Member of the Singapore Parliament for Pasir Ris–Changi GRC
- Incumbent
- Assumed office 4 May 2025
- Preceded by: Constituency established
- Majority: 31,955 (35.36%)

Personal details
- Born: Valerie Lee Nai Yi 1985 or 1986 (age 40) Singapore
- Party: People's Action Party
- Alma mater: Duke University University of Michigan
- Occupation: Politician; business executive;

= Valerie Lee =

Singaporean politician

Valerie Lee Nai Yi (born February 1986) is a Singaporean business executive and politician. A member of the governing People's Action Party (PAP), she has been the Member of Parliament (MP) for the Changi division of Pasir Ris–Changi Group Representation Constituency (GRC) since 2025.

== Education ==
Lee graduated from the University of Michigan with a Bachelor of Chemical Engineering in 2008. In 2009, she graduated from Duke University with a Master of Engineering Management.

== Career ==
Lee is the head of corporate affairs and sustainability at Sembcorp. She had previously been a director at SP Group and Singtel.

=== Political career ===
Lee began volunteering for the PAP in 2017. In 2023, she was the chairperson of The Frontier Community Club Management Committee; for this, she was awarded the Pingat Bakti Masyarakat (PBM) (Note: Malay for Public Service Medal.) in the same year's National Day Awards.

In October 2024, Lee was seen volunteering in West Coast GRC. At the time, she had been a councillor for West Coast Town Council since August of the same year and volunteered in the constituency for approximately a year after leaving Pioneer Single Member Constituency (SMC). In December, she was seen on PAP walkabouts in West Coast GRC.

## Written problem 1
Render this sentence from the Valerie Lee biography in Spanish: "Lee began volunteering for the PAP in 2017."
## Written problem 2
According to the Valerie Lee biography, what degree did she receive from Duke University?
## Written problem 3
Continue the Valerie Lee biography from its final sentence.

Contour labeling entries

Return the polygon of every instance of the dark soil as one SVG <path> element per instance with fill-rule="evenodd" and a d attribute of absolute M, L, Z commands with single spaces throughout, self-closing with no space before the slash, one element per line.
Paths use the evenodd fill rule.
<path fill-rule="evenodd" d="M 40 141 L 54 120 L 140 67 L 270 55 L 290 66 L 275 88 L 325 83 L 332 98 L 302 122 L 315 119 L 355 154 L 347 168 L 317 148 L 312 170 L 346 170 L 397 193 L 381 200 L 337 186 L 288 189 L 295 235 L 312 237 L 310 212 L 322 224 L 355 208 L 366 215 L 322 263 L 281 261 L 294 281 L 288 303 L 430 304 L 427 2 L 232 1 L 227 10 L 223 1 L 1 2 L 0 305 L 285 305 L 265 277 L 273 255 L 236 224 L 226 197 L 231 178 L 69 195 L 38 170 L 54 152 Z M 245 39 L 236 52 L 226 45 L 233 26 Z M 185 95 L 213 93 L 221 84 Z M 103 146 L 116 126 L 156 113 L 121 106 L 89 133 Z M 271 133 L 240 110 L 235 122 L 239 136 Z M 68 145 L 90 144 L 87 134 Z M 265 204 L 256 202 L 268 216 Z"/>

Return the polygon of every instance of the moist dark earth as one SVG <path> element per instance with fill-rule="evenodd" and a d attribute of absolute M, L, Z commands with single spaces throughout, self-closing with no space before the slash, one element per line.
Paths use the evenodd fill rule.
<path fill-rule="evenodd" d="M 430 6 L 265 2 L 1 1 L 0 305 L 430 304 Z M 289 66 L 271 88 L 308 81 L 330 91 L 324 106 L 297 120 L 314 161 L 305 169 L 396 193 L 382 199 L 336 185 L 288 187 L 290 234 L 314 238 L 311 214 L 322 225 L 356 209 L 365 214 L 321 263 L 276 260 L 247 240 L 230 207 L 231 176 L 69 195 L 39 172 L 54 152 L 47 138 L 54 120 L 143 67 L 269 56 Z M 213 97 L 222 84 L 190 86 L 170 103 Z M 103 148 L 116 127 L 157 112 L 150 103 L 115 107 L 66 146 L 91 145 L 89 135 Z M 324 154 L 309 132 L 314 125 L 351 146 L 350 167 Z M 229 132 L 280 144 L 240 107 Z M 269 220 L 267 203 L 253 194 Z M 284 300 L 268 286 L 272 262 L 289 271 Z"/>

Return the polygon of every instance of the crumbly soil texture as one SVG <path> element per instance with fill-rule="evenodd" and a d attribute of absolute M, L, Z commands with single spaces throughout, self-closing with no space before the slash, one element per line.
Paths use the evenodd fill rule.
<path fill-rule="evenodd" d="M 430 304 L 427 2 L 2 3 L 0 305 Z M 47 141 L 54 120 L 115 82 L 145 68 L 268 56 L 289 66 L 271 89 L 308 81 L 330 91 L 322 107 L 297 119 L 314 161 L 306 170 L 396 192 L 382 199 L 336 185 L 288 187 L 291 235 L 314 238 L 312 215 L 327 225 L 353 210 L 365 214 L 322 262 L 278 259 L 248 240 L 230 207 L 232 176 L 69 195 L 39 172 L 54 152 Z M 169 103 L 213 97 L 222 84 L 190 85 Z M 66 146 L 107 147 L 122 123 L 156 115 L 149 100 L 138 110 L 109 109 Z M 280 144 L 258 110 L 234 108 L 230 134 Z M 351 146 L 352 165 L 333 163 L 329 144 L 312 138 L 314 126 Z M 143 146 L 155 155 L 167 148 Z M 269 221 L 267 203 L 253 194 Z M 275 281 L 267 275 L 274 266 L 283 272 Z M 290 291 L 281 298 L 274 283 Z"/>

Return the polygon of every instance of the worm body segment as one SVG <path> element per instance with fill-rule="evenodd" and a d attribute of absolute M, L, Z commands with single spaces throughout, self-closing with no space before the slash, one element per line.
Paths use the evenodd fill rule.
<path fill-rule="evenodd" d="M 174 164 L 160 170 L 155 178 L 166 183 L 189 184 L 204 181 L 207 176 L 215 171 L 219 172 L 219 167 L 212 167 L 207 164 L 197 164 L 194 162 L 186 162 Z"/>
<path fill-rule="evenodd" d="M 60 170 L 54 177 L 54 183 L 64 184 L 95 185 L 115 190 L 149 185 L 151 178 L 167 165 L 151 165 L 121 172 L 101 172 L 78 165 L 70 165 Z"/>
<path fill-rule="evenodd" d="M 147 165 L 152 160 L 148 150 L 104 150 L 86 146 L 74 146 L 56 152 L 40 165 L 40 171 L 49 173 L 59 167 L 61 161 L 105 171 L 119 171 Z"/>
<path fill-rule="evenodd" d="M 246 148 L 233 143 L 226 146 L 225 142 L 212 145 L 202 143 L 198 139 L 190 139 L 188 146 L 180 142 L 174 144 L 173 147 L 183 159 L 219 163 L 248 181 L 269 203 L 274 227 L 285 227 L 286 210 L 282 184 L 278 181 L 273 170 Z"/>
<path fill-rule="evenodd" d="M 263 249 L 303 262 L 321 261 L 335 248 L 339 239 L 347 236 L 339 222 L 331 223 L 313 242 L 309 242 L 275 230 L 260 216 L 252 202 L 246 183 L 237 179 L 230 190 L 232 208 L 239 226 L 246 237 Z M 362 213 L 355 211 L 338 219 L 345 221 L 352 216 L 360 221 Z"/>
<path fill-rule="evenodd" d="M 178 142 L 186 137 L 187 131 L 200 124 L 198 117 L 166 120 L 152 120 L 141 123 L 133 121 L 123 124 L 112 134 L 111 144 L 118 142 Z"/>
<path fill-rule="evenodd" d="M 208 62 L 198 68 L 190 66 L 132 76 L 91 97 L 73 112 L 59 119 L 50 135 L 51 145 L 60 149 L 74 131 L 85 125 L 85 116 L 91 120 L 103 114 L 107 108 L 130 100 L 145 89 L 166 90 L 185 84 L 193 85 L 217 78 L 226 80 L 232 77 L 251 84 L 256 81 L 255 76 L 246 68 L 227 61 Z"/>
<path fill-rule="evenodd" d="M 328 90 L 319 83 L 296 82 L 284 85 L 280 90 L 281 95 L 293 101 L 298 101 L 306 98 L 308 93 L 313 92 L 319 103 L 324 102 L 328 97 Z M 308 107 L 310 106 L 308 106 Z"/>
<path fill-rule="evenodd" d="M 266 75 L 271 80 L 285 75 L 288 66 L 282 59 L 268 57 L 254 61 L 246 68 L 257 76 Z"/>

## Output 1
Lee comenzó a hacer voluntariado para el PAP en 2017.

## Output 2
A Master of Engineering Management.

## Output 3
In late March 2025, Lee was seen with four of the incumbent MPs for the five-member Pasir Ris–Punggol GRC, which had been abolished for the general election in the same year at the recommendation of the Electoral Boundaries Review Committee (EBRC). On Nomination Day, 23 April, she was nominated to be part of the PAP team for the four-member Pasir Ris–Changi GRC, created from the abolition of Pasir Ris–Punggol GRC.

Lee became an MP after the PAP team for Pasir Ris–Changi GRC defeated the Singapore Democratic Alliance (SDA) with 67.68% of the vote.

== Personal life ==
Lee is proficient in English and Mandarin, and can speak basic Malay, Teochew and Hokkien. She has a family and previously enjoyed hiking and cooking outside of work.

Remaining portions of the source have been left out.